━━━━━ DATA EXTRACTS
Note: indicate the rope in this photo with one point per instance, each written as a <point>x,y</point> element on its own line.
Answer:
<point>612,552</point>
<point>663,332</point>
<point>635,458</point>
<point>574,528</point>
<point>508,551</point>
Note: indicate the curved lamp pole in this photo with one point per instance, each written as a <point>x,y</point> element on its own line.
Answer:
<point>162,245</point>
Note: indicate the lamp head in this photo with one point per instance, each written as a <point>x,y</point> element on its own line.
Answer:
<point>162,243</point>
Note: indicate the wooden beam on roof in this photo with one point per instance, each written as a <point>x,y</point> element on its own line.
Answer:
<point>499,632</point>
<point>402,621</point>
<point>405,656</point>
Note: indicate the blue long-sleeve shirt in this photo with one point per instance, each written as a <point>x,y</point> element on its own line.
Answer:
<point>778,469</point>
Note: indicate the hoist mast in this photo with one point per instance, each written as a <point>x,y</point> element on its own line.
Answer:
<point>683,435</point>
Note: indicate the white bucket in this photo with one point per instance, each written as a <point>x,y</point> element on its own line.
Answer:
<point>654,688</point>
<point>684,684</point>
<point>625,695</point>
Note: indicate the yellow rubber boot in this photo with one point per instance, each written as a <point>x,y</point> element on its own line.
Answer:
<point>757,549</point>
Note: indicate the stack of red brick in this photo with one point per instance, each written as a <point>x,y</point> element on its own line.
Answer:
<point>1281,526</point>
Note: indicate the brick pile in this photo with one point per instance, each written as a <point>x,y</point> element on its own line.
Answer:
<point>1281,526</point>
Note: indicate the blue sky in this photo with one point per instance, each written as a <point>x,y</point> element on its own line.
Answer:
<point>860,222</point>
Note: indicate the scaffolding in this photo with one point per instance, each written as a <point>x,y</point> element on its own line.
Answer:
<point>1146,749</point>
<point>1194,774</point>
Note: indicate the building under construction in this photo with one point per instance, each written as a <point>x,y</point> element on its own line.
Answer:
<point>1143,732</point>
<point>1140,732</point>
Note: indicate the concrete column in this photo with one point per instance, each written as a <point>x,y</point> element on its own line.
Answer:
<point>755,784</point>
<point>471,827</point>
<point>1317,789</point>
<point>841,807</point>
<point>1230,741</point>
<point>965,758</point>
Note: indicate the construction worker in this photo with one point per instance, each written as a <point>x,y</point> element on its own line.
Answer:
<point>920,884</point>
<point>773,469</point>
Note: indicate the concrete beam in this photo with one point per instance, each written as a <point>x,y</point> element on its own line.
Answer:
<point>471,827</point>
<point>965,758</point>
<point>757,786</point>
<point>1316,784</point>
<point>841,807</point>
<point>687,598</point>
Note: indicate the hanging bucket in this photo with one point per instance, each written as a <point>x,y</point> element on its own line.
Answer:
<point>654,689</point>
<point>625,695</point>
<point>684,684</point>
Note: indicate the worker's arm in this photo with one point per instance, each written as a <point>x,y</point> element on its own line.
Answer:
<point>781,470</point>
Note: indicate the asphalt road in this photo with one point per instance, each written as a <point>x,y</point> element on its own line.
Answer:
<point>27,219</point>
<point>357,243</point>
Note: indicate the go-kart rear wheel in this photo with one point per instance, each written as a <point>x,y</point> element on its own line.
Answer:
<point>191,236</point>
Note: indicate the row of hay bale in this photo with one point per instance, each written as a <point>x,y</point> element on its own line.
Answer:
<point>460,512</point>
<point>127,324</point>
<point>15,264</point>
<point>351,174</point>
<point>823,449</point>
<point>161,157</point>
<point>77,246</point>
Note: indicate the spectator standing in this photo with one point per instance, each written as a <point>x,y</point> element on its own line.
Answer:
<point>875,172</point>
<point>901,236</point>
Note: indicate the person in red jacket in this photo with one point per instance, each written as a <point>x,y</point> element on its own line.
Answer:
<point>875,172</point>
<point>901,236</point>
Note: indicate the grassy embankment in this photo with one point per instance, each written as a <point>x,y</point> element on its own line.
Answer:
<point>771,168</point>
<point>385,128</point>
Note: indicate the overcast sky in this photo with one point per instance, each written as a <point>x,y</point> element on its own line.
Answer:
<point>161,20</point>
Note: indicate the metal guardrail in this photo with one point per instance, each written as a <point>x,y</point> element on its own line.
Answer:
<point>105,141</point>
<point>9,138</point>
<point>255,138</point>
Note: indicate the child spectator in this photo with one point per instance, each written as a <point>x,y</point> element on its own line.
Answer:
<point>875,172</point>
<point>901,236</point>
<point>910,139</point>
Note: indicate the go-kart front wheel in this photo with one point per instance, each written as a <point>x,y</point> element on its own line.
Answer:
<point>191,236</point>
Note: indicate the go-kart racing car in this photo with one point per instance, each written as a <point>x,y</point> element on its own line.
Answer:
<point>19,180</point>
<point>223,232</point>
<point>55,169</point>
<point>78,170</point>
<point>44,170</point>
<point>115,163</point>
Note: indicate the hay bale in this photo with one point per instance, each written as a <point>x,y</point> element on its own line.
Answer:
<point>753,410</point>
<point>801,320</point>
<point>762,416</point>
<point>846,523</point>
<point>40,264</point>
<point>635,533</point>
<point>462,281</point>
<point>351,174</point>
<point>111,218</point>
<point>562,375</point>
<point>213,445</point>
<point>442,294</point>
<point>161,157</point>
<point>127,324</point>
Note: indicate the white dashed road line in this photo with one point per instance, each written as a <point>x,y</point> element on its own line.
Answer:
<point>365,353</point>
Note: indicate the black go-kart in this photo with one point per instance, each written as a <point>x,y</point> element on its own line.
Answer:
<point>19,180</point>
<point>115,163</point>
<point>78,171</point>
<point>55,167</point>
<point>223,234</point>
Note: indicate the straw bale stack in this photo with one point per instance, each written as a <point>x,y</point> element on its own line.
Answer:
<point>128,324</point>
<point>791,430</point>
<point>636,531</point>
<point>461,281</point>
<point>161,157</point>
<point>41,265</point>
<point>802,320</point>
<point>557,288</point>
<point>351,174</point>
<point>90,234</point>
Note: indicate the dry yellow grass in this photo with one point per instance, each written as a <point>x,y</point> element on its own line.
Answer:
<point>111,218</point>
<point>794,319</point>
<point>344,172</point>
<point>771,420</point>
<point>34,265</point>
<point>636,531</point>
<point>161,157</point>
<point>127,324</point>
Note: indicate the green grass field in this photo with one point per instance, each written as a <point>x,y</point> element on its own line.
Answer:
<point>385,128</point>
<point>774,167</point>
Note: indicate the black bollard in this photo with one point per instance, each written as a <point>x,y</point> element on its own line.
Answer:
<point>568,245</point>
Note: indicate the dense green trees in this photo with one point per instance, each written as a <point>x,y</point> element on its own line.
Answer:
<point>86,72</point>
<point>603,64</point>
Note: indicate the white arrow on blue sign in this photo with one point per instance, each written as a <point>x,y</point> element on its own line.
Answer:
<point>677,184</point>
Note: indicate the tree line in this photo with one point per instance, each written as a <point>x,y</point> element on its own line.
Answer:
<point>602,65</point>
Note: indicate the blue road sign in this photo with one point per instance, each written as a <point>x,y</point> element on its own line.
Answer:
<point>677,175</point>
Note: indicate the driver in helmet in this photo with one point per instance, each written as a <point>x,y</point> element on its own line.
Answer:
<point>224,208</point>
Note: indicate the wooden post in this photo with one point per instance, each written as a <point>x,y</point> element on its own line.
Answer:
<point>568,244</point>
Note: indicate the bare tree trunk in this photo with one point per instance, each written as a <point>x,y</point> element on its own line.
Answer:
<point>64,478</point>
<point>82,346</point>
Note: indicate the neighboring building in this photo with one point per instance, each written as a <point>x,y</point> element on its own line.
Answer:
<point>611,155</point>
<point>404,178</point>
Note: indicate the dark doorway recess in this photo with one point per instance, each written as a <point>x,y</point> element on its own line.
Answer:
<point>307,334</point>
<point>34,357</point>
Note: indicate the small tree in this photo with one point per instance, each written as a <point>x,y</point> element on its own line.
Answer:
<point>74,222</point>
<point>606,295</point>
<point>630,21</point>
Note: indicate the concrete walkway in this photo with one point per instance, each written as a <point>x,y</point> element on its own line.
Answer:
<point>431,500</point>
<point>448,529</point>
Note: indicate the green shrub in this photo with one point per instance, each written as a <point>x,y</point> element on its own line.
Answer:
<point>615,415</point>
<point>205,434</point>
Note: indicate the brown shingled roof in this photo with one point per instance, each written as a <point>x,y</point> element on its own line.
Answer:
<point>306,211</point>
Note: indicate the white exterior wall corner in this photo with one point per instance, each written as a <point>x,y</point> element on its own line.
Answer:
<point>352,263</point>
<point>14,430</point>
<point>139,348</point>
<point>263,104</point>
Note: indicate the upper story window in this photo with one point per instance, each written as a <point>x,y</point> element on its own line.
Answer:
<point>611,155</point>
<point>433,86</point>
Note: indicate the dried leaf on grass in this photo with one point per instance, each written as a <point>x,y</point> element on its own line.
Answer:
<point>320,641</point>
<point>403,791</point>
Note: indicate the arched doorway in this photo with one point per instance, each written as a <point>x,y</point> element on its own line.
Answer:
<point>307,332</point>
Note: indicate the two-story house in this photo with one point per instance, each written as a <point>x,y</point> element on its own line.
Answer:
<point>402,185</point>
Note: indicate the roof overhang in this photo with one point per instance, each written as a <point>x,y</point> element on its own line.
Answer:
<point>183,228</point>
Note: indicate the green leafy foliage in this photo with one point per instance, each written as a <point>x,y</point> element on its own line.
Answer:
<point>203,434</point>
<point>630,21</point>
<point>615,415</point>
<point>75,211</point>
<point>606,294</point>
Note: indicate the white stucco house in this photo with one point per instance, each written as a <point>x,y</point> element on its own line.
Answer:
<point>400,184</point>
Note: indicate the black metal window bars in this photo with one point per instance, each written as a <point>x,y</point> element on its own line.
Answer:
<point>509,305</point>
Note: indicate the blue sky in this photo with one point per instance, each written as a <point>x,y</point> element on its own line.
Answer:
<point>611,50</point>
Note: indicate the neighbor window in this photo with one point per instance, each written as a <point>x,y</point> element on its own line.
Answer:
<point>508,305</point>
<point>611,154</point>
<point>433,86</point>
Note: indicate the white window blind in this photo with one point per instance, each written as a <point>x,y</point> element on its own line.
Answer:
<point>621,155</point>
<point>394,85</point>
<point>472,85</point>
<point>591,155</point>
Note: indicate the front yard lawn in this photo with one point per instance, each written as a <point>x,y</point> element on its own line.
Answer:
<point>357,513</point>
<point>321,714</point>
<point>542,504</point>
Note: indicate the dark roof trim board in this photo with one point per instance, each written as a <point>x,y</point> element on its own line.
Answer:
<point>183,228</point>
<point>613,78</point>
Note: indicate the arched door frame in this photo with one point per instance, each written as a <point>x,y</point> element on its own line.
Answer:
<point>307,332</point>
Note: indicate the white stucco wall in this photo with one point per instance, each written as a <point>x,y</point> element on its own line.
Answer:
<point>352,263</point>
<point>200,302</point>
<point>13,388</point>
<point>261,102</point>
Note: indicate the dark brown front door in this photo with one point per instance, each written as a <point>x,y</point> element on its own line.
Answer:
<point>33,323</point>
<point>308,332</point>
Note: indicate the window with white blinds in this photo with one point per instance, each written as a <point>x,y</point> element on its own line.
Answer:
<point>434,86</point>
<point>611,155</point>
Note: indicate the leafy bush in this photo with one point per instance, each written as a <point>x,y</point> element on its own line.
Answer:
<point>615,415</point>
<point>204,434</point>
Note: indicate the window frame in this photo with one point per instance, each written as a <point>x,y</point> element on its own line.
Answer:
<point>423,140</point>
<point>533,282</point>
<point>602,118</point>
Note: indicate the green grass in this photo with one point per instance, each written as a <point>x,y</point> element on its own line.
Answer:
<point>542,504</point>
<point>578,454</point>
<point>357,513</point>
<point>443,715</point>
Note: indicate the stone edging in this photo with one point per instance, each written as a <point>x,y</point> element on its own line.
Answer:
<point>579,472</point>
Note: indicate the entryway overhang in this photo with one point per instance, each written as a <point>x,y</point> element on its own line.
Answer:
━━━━━━━━━━
## TO DO
When you reach the line with "Note: indicate the white window" in the records above, start writing out lines exactly, and stop once the line with "Note: indicate the stone" has been written; include nothing else.

## REPLY
Note: indicate the white window blind in this photo with one point per instance, each written as a <point>x,y</point> element on its own line.
Answer:
<point>621,155</point>
<point>394,85</point>
<point>472,85</point>
<point>591,155</point>
Note: indicate the front yard lawn in this photo with one point per instance, each written as a <point>x,y</point> element on its own line.
Answer:
<point>357,513</point>
<point>321,714</point>
<point>542,504</point>
Note: indicate the dark roof trim board in this photo with one point per instance, each written as a <point>x,y</point> element on its own line.
Answer:
<point>183,228</point>
<point>613,78</point>
Note: indicate the arched door frame in this photo with one point per instance, each written as a <point>x,y</point> element on its own line.
Answer:
<point>307,332</point>
Note: indicate the white stucco wall in this photo with one point per instance, each written as a <point>x,y</point> element on its own line.
Answer:
<point>352,263</point>
<point>200,302</point>
<point>13,388</point>
<point>261,102</point>
Note: indicate the dark brown front door in this photo with one point per instance, each written as a <point>x,y</point> element on its own line.
Answer:
<point>33,323</point>
<point>308,332</point>
Note: indicate the window with white blinds in this photo with one point per instance, each written as a <point>x,y</point> element on its own line.
Answer:
<point>434,86</point>
<point>611,155</point>
Note: indicate the leafy bush in this photo with one point per instance, each written as a <point>x,y</point> element on its own line.
Answer:
<point>615,415</point>
<point>204,434</point>
Note: indicate the window frame in this photo with one point per instance, each written as a <point>x,y</point> element on its own line.
Answer:
<point>423,140</point>
<point>533,282</point>
<point>602,118</point>
Note: indicate the green grass in this photo with one point per instance, each written as a <point>x,y</point> element on its own line.
Answer:
<point>542,504</point>
<point>578,454</point>
<point>357,513</point>
<point>443,715</point>
Note: indicate the stone edging in this photo with one point per instance, each written as a <point>x,y</point> element on its own line.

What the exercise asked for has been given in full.